[Records from a collection]
"""

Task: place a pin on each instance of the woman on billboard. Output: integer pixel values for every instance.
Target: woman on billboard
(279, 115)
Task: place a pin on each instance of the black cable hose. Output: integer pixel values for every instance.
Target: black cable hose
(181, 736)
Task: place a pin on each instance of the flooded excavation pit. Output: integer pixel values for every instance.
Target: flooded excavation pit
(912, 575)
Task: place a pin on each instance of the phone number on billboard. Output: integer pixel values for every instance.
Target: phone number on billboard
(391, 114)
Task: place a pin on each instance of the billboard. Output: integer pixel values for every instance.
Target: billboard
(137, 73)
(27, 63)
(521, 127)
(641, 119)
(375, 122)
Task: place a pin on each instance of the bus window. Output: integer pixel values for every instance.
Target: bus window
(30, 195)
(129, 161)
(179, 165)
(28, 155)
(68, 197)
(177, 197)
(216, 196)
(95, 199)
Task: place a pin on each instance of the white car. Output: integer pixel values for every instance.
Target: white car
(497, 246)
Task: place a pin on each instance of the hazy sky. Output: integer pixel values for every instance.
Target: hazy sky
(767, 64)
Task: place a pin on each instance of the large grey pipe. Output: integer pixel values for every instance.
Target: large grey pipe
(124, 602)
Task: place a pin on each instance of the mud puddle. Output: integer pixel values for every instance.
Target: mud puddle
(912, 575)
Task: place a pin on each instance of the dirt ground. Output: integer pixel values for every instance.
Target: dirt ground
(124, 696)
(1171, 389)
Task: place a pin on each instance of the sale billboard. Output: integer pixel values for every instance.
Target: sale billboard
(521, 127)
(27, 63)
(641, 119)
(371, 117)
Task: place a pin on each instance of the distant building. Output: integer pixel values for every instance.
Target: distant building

"""

OBJECTIVE –
Can you arrange all of the material above as a numbered list, leaving out any blank lines?

TASK RESPONSE –
1. Task: place a pin on each instance of the woman on billboard. Output: integer pixel values for every instance.
2. Target: woman on billboard
3. (279, 115)
4. Task: place a pin on each instance of the black cable hose. Output: integer pixel values for every instance.
5. Target: black cable hose
6. (181, 736)
7. Task: place a pin on each instance of the flooded excavation pit. Output: integer pixel values for every instance.
8. Target: flooded excavation pit
9. (912, 575)
10. Task: place a pin on each instance of the phone number on billboard. Output: integer pixel values for every instance.
11. Target: phone number on billboard
12. (391, 114)
13. Task: place a pin on each instance of the billboard. Output: integer pixel values for every instance.
14. Target: billboard
15. (137, 73)
16. (27, 63)
17. (521, 127)
18. (641, 119)
19. (375, 122)
20. Task: place a pin on each instance of the bus window. Output: integer pixel values for every instance.
21. Target: bus window
22. (30, 195)
23. (129, 161)
24. (179, 165)
25. (28, 155)
26. (68, 197)
27. (177, 197)
28. (216, 196)
29. (95, 199)
30. Task: place a pin on each instance of the white car. Output: integer pixel values for every instance.
31. Target: white car
32. (497, 246)
33. Task: place a pin on each instance of the hazy sky. Output: integer pixel values for every instance.
34. Target: hazy sky
35. (767, 64)
36. Task: place a pin on each instance of the large grey pipe. Output: integer pixel values for every instance.
37. Target: large grey pipe
38. (124, 602)
39. Task: place a pin on each instance of the mud puddle. Output: integer pixel values for every instance.
40. Target: mud puddle
41. (912, 575)
42. Task: place a pin on each instance of the dirt ground. Output: integer pixel values for every instance.
43. Target: dirt ground
44. (124, 696)
45. (1171, 389)
46. Task: place a pin on each instance of the sale billboard. Output: integer pixel values for every instance.
47. Target: sale billboard
48. (521, 127)
49. (27, 63)
50. (641, 119)
51. (371, 117)
52. Task: place a pin on each instance of the distant building. Output: integer pixel values for every instance.
53. Target: distant building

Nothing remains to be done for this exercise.